Conventional surgeon referrals by other doctors, such as primary physicians, rely upon limited knowledge about a limited number of surgeons. For example, primary physicians tend to know a relatively small handful of surgeons for specific procedures, such as vision correction. The simple reality is that in today’s environment, when primary doctors are pressured to churn patients, type into EMRs, and speak ICD-10, they have little time to sort through choices of surgeons. They will reflexively refer to the familiar, which may or may not be optimal. Primary physicians, like the rest of us, might welcome systematic, easy access to knowledge about choice of surgeons.

It looks like your surgeons are selected based on the opinions of their peers. Are there more objective, quantitative ways to rate surgeons?

Surgeo’s purpose is to simplify access to quality care. In surgery, quality comes from the surgeon. The question, then, is how to qualify surgeons. This is an urgent question as our increasingly consumerist ecosystem demands transparency regarding cost and quality. It is a question with obvious and easy answer but a conceptual framework will help us to manage and make progress.

First of all, no, there are no objective, quantitative ways to rate surgeons. We should be clear. We are not talking here about waiting room times or adequacy of parking. We are talking here about clinical quality: blood loss, rectal perforation, positive margins, and the like. A system that has not produced an objective, quantitative way to transparently, uniformly, and broadly present cost – a much more cleanly quantifiable dimension of care – has only just begun to think about objective, quantitative ways to present surgeon quality.

****

## Set of tasks
1. Answer these questions from the text on surgeon referrals:
(a) What procedure is given as an example of one for which primary physicians tend to know only a small handful of surgeons?
(b) Where does quality in surgery come from?
(c) Which dimension of care is described as much more cleanly quantifiable than surgeon quality?
2. List every example of clinical quality that the text on surgeon referrals names.
The records that follow come from a separate source.

[Records from a data source]

****

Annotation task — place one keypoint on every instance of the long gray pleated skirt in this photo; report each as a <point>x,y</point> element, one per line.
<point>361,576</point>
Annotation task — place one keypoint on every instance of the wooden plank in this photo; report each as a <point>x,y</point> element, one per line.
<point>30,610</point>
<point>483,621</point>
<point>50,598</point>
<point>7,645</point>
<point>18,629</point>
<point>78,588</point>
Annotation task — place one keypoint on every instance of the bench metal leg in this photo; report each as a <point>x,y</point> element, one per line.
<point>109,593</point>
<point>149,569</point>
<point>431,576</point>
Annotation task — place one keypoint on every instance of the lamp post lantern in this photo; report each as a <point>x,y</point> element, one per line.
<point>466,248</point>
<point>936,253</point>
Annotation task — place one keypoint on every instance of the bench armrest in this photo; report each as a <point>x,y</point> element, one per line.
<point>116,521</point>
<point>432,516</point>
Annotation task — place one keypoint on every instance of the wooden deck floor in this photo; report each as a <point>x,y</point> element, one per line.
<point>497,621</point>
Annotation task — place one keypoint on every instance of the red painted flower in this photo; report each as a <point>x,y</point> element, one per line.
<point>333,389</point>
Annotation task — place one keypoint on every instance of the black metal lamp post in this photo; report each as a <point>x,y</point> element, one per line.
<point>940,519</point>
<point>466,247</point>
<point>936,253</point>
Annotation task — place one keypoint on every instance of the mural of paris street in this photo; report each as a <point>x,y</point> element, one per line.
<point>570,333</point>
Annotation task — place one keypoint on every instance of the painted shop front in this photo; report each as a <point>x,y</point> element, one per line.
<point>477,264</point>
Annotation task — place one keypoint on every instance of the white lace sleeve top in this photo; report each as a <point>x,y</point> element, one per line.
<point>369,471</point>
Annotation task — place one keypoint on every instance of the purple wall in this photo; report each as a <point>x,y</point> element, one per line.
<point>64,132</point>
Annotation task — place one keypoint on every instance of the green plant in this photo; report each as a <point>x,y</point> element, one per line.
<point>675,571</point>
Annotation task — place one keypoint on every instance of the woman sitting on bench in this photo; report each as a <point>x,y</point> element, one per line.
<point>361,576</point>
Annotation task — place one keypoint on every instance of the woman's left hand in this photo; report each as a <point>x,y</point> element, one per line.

****

## Solutions to each task
1.
(a) Vision correction.
(b) The surgeon.
(c) Cost.

2. Blood loss, rectal perforation, positive margins.